Without any pictures, print exactly the lines that run from the start of the data through the line containing "Where can you see the antelope?".

---- Recorded information

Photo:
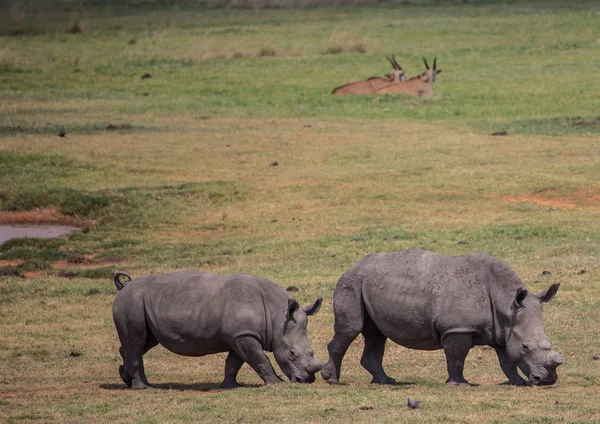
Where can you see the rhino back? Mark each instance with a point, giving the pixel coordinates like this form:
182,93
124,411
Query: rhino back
196,313
416,297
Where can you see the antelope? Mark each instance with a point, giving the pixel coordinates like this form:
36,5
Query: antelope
369,86
416,86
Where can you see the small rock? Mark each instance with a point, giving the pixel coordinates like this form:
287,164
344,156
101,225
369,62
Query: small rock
412,404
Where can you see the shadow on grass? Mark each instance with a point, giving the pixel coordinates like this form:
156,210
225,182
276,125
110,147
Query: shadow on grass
196,387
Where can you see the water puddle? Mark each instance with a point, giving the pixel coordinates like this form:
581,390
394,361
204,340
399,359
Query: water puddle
8,232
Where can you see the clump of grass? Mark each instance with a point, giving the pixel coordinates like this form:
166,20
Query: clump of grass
334,49
267,52
358,48
75,28
34,265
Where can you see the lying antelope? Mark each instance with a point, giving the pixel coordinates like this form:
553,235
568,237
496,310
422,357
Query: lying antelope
369,86
421,85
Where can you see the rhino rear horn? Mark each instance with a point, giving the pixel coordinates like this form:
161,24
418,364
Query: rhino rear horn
313,308
293,306
520,297
548,294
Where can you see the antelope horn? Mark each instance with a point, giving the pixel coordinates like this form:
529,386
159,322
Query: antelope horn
392,62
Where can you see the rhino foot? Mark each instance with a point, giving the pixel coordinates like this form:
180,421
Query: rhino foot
328,375
385,380
228,385
124,376
463,383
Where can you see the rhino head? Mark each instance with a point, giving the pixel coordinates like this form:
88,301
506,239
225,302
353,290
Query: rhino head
293,352
528,345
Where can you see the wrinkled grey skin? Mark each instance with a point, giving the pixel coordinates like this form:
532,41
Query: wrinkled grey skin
428,301
195,313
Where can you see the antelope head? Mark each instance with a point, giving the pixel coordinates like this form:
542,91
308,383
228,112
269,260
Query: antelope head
398,74
430,73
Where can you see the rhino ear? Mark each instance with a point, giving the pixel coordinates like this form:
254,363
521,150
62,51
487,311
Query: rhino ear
548,294
292,307
314,307
520,297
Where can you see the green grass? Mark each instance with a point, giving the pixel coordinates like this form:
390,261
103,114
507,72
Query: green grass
187,180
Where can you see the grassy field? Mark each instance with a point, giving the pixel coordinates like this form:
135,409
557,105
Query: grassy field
178,171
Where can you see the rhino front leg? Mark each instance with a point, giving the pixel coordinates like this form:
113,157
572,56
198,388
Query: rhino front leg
251,351
456,347
508,367
372,359
233,363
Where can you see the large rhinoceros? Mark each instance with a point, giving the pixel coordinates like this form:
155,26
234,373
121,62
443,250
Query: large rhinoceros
198,313
428,301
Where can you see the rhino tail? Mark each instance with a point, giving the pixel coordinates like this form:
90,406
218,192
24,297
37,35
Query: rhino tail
117,279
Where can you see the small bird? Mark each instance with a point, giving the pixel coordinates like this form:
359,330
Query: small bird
412,404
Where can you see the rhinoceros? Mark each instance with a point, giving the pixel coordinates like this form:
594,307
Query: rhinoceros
427,301
196,313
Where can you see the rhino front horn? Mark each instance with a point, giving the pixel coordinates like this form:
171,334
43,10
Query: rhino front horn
556,359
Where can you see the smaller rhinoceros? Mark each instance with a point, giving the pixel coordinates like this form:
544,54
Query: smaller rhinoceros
428,301
195,313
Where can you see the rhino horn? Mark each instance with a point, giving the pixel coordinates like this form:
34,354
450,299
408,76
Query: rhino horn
556,359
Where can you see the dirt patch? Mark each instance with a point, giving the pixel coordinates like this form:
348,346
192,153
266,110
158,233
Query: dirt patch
87,262
559,200
586,123
42,216
12,262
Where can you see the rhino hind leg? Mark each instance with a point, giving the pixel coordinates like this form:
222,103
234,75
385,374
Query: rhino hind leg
233,363
456,347
509,368
372,358
132,371
251,351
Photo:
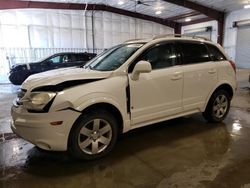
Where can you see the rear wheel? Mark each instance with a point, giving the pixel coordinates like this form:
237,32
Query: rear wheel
93,136
218,107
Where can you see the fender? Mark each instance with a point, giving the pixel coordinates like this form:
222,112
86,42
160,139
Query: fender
212,91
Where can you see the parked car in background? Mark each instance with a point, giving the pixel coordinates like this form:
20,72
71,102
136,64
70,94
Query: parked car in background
19,72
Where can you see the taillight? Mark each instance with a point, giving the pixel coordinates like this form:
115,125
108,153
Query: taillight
233,65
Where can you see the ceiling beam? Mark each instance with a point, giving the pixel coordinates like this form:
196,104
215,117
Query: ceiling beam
15,4
182,16
210,12
197,21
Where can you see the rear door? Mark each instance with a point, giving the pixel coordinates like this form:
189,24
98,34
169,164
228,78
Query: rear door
200,74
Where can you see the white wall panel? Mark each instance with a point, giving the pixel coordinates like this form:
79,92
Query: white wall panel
46,28
212,24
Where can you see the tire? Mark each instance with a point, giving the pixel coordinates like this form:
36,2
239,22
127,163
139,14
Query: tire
217,107
93,135
17,78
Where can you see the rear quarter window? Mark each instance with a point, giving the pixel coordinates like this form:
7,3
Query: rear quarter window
193,53
215,53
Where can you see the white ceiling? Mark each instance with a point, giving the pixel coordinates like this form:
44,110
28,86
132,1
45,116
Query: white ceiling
223,5
168,10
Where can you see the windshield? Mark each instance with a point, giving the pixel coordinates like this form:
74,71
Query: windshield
114,57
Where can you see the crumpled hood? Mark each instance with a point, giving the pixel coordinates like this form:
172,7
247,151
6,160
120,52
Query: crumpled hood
58,76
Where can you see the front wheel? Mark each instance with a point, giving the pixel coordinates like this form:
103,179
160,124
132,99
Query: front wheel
93,135
218,106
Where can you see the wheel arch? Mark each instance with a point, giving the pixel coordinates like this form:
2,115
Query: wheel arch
223,86
104,106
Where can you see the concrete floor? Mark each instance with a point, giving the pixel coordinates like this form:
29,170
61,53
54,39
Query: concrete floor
184,152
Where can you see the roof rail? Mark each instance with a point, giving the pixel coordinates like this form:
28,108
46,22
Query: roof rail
180,36
131,40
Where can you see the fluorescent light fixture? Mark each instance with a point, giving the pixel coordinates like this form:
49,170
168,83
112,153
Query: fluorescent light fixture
158,12
247,6
120,2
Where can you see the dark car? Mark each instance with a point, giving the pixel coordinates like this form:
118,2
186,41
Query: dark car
18,73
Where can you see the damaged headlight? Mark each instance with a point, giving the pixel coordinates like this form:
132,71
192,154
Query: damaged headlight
37,101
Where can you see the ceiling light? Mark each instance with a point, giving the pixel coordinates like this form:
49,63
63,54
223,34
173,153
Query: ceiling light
247,6
158,12
120,2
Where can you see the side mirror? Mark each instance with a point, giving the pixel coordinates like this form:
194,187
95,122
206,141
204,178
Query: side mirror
140,67
47,63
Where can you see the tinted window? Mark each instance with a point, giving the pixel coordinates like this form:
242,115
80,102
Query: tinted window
83,57
159,56
215,53
194,53
56,59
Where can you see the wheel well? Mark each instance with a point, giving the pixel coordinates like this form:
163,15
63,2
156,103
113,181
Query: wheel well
227,88
110,108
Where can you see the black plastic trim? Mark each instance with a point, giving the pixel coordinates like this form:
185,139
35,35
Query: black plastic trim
64,85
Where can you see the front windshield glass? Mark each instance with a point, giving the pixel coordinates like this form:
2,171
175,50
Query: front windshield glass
113,58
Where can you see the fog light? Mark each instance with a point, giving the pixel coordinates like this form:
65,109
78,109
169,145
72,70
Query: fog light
55,123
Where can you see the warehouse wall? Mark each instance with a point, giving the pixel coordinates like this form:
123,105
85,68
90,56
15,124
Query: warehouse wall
230,37
40,28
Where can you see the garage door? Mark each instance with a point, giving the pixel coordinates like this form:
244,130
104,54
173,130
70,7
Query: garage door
243,47
206,34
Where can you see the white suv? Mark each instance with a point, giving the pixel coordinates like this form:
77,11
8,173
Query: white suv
131,85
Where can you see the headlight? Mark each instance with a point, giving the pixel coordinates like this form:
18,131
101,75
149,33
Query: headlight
38,100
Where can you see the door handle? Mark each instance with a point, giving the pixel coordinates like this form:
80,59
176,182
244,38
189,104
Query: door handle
177,77
212,71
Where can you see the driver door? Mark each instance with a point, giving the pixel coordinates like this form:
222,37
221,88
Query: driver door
158,94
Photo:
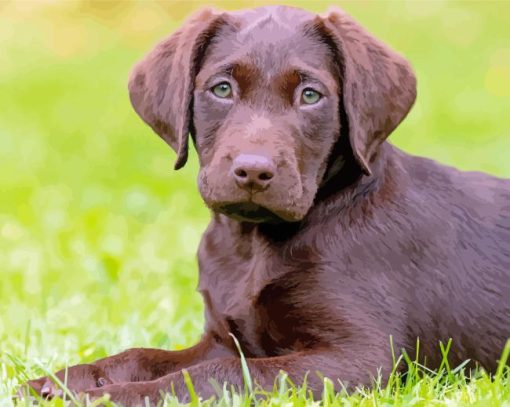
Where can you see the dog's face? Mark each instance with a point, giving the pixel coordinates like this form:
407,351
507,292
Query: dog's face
265,115
261,92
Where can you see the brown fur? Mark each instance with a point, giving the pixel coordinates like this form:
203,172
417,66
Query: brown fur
353,240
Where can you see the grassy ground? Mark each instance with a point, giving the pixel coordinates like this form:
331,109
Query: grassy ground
98,235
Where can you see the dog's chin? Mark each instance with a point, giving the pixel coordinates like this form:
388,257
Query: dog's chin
254,213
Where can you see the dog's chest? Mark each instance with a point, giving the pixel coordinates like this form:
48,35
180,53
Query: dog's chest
249,298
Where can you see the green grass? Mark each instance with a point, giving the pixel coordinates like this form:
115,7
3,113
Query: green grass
98,235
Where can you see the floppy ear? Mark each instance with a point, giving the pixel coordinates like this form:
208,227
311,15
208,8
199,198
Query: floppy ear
161,85
379,86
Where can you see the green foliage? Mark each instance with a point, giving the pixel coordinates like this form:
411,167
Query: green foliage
98,235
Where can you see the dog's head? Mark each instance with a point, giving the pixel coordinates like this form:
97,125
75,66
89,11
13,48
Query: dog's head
261,92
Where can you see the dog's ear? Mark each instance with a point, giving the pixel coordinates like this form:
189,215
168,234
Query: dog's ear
161,85
378,85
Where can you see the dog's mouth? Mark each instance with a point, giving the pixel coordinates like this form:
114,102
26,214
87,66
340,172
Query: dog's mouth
249,212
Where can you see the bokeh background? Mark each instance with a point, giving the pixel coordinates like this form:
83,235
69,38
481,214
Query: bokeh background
98,234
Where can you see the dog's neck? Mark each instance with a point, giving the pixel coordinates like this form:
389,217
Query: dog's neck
342,191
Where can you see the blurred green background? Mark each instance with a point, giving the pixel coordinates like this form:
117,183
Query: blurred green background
98,234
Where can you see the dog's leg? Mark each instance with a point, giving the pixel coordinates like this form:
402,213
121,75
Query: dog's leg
132,365
352,368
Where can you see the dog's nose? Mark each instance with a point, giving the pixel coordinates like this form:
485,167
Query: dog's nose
253,172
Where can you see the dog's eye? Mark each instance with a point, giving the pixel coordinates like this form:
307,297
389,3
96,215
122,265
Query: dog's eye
222,90
310,96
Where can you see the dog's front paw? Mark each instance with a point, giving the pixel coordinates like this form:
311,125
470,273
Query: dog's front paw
126,394
75,379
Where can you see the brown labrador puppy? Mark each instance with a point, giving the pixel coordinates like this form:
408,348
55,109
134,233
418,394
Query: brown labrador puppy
325,239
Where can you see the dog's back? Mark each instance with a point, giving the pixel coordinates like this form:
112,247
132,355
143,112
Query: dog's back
462,287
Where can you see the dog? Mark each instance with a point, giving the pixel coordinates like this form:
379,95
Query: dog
325,239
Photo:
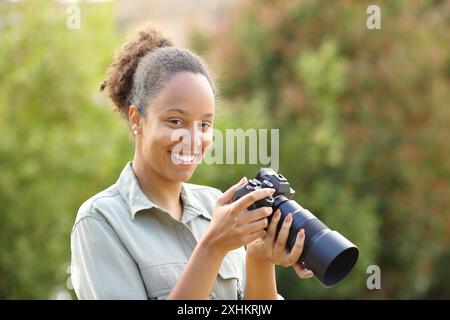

--------

*Solution to this task:*
Photo:
Where can you see the rhino back? Mark each instance with a point, giving the pixel coordinates like this form:
182,93
124,411
Query: rhino back
196,313
416,297
Where can you see the antelope? Mark each instance with a point, giving the pixel coordinates like this form:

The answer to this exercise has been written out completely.